======== RECORDS SHOWN
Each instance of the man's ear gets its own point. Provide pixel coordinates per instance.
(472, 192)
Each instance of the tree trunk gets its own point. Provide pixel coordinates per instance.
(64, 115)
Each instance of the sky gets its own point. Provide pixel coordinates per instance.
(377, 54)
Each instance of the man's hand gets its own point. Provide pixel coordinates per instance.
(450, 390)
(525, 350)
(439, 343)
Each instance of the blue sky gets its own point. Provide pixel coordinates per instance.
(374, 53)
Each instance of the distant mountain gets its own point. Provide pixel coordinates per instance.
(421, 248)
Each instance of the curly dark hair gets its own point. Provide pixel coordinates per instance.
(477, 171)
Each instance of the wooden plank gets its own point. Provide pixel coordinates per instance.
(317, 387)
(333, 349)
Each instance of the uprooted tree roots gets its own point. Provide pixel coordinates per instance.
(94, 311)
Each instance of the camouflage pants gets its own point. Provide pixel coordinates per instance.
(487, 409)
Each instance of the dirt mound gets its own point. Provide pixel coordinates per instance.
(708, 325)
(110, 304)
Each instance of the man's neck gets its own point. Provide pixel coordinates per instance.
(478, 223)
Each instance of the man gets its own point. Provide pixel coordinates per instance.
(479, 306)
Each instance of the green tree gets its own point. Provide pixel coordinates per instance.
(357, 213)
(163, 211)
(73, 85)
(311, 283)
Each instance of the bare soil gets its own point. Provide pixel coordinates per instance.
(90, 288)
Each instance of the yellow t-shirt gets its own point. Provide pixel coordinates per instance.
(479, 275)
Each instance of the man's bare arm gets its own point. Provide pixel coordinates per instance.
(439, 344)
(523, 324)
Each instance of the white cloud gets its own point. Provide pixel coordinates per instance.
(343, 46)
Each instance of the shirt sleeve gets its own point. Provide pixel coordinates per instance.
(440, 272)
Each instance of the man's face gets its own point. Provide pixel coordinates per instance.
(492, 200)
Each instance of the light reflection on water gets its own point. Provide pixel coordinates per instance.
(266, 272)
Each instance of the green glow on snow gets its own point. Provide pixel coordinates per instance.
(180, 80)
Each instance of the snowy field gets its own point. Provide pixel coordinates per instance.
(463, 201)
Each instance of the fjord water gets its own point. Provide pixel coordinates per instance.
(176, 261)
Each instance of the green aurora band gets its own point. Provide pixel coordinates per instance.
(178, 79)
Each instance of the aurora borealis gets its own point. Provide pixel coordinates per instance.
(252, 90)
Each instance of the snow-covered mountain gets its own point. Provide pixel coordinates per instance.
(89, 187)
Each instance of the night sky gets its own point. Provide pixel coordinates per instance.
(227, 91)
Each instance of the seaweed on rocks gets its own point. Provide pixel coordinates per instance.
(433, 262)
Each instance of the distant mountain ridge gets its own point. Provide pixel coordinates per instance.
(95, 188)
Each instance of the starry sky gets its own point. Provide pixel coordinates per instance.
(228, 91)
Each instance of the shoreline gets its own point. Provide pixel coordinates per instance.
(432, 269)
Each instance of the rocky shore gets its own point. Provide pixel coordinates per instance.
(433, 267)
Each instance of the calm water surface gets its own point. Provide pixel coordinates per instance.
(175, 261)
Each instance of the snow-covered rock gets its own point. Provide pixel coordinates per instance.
================
======== RECORDS SHOWN
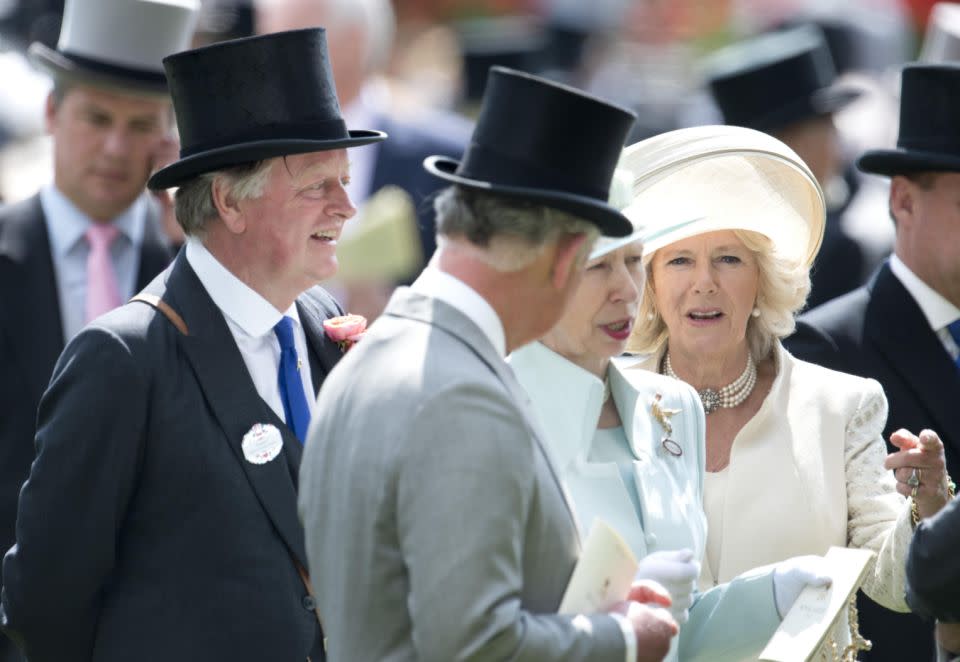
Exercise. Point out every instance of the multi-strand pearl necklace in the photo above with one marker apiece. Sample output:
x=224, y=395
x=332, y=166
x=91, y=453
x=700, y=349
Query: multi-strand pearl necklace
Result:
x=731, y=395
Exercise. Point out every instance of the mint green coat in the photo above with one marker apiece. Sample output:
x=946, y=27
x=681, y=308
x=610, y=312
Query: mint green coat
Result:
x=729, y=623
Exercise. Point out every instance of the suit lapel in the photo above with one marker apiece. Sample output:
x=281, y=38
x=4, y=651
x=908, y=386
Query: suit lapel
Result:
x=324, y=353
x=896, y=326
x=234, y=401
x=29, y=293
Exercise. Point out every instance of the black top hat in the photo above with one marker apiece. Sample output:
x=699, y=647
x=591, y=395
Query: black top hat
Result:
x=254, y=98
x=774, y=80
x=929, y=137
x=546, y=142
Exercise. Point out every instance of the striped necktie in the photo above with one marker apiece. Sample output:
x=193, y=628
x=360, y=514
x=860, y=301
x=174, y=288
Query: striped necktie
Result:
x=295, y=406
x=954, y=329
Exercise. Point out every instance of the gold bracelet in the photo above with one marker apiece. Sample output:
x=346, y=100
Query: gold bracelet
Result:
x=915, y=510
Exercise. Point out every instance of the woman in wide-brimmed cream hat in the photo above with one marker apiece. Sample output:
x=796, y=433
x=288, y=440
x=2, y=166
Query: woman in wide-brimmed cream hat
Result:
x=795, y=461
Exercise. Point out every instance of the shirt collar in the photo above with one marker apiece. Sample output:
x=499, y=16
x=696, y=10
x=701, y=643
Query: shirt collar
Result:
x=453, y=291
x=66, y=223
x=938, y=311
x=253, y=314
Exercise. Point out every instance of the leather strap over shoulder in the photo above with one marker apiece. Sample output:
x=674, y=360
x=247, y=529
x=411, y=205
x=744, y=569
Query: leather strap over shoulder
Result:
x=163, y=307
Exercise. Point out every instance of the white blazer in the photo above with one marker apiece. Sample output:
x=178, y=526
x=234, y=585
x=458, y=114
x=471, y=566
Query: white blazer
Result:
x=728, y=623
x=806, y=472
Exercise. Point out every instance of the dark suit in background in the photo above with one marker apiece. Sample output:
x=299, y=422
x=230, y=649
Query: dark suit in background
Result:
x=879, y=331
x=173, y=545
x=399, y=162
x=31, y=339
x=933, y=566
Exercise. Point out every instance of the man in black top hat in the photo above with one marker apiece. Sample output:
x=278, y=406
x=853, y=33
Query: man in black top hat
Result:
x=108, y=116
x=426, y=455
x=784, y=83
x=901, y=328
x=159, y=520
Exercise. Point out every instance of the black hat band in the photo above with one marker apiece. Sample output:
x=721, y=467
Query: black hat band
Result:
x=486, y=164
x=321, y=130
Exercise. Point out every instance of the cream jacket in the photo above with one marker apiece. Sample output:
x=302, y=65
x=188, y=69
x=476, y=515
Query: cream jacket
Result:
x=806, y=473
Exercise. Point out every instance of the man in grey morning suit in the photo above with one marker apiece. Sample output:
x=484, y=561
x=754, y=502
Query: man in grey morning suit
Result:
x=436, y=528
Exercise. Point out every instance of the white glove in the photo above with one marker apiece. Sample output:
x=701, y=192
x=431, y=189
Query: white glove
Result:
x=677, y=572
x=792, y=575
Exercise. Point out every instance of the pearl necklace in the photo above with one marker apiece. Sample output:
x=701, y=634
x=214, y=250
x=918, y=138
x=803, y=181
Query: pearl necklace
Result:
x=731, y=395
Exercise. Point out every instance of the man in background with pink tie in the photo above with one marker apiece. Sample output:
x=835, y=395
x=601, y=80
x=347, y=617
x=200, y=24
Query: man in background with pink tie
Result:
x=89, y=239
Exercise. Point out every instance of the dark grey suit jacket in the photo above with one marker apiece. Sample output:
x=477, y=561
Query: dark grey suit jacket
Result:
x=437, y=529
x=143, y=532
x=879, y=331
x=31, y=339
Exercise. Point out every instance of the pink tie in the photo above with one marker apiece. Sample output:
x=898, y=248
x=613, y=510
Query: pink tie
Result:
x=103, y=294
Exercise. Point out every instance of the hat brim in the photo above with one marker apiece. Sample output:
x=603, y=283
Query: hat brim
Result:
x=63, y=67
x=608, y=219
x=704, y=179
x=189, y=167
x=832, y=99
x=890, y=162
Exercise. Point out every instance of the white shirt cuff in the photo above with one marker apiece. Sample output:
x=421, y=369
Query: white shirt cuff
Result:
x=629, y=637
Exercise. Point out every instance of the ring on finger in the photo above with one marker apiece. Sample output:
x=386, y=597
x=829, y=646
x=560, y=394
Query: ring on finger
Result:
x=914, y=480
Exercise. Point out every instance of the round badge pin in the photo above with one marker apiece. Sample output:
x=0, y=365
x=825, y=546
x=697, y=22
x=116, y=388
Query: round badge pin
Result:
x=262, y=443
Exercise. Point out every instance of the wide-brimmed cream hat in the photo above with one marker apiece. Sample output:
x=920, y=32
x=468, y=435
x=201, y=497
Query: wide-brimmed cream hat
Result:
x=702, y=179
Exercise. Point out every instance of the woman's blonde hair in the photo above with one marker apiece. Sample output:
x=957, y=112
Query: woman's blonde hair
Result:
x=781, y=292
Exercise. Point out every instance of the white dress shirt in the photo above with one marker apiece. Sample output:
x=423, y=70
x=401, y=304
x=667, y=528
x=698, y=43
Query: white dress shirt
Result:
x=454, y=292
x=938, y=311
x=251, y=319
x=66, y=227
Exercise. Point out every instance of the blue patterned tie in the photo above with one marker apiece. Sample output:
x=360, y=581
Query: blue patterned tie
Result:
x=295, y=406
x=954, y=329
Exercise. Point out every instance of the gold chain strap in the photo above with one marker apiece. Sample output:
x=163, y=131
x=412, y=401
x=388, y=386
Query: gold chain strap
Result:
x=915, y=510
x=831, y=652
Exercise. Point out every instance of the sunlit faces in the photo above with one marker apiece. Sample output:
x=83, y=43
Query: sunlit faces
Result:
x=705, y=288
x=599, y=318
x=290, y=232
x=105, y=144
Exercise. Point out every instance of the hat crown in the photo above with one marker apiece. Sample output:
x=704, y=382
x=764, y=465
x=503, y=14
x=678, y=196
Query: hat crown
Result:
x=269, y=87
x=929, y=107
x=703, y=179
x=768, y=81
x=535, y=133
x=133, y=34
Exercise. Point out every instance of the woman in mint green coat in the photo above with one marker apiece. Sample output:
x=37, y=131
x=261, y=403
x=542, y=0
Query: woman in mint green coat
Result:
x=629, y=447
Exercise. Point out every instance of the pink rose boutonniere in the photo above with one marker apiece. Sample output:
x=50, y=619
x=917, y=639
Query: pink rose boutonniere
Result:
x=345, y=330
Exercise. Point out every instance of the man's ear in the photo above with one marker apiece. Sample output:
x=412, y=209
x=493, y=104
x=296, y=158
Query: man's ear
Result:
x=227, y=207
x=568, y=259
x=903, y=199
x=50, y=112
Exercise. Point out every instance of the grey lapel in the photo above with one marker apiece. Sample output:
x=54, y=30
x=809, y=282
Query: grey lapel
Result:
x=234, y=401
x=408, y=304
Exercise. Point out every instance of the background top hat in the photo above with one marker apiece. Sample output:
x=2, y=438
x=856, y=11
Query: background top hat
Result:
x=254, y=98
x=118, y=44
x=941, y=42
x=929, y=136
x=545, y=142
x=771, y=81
================
======== RECORDS SHOWN
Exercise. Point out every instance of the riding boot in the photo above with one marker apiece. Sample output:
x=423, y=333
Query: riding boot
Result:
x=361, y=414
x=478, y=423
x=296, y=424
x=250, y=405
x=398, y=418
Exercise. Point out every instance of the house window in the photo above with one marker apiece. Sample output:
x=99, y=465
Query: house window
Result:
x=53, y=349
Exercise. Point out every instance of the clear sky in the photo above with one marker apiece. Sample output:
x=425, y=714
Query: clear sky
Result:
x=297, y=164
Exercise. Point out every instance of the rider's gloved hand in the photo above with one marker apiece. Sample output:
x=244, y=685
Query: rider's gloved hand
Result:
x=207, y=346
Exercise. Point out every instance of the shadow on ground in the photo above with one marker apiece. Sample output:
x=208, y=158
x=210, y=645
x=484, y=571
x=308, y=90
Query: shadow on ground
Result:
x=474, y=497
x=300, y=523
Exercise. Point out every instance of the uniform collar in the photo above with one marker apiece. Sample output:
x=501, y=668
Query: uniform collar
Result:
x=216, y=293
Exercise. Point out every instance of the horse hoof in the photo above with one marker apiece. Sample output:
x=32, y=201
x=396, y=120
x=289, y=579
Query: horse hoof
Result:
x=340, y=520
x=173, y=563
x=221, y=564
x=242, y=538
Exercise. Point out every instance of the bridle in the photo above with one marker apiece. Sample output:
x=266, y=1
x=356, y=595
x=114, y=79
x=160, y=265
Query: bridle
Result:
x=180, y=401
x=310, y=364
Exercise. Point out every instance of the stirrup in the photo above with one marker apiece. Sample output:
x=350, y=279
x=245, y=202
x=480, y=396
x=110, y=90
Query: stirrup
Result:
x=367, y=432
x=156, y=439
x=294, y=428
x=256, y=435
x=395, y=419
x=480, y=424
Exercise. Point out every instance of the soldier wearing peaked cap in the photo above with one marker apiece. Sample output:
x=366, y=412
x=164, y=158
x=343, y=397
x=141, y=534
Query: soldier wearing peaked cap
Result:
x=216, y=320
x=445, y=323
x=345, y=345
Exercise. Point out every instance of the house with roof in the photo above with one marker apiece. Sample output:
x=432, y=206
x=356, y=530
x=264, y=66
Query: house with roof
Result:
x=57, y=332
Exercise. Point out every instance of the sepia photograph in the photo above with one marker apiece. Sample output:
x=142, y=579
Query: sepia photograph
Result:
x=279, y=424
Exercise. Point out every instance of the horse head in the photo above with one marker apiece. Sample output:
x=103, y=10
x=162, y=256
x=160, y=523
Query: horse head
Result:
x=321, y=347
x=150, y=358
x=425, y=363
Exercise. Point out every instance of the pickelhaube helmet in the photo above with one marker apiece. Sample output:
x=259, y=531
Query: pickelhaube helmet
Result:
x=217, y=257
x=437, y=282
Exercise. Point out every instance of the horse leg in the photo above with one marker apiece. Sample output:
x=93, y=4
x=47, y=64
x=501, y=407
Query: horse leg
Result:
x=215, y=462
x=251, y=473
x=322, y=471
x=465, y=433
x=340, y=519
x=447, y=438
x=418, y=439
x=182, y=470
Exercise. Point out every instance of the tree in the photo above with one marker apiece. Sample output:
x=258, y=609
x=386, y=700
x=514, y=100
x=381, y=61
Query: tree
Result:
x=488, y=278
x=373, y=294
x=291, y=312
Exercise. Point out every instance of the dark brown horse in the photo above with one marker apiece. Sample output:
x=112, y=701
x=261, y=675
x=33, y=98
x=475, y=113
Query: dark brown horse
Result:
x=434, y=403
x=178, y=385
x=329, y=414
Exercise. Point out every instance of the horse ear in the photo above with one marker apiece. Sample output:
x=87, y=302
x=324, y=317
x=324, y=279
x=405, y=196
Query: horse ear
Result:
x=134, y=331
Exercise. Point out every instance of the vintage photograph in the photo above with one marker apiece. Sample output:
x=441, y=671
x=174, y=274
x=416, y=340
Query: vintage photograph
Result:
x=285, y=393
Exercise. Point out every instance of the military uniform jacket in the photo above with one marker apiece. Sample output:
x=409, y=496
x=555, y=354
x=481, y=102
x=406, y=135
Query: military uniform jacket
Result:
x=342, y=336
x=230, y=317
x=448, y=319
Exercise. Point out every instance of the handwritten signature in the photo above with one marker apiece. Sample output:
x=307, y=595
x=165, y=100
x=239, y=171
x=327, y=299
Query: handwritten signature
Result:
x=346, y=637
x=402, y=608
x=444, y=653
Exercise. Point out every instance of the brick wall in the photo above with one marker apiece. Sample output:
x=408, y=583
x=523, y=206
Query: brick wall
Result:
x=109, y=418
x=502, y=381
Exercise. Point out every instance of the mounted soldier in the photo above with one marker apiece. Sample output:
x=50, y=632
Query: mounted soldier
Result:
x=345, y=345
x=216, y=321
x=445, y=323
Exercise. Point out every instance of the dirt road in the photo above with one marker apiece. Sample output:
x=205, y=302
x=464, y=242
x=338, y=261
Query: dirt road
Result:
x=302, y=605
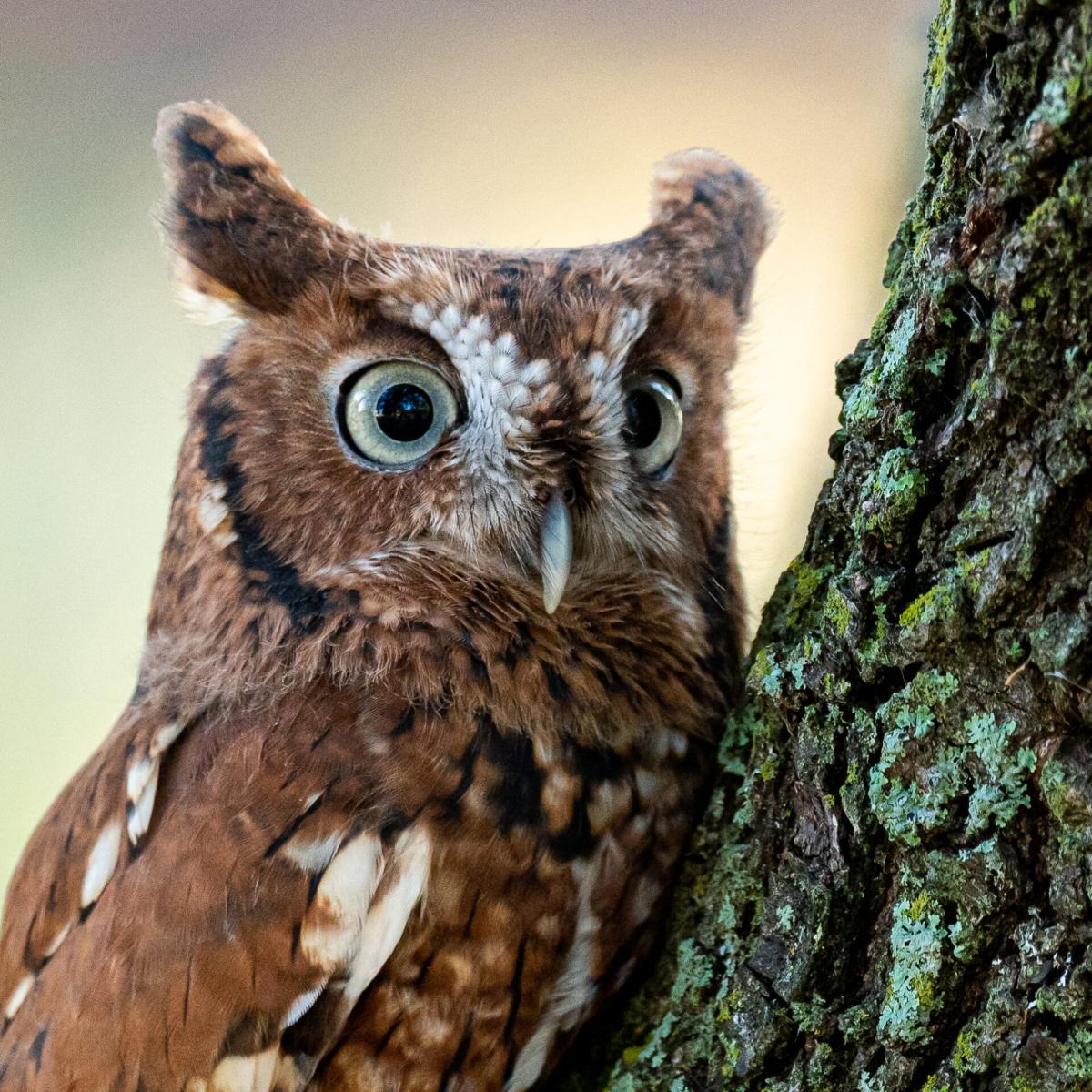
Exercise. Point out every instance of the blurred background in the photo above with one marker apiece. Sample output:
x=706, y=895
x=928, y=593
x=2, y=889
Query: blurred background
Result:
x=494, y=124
================
WHAT THE EXERCISE ASKS: Please rewrite the entries between the lines holding "Exercise. Point out every instance of the brick" and "x=494, y=124", inclusive, changing every "Query" to "Label" and keeping everything else the same. Return only those lines, and leave the pictures out.

COMPLETED EXERCISE:
Exercise. Point out every instance of the brick wall in the photo above with one marker apiece. Sample output:
x=408, y=583
x=523, y=206
Label: brick wall
Result:
x=109, y=418
x=502, y=381
Exercise. Point out every instance of the mounted soldier in the photo above with one marker apiece. Sample output:
x=50, y=632
Label: mounted soldier
Result:
x=345, y=345
x=216, y=321
x=445, y=323
Exercise. Point out every instance of the dirt road in the photo above with one marker apiece. Sample output:
x=205, y=302
x=464, y=242
x=338, y=261
Label: dirt road
Result:
x=302, y=605
Exercise. Point out every instance of the blurred background in the photo above with one marker apiece. Sample output:
x=706, y=895
x=928, y=593
x=2, y=889
Label: blurred background
Result:
x=494, y=124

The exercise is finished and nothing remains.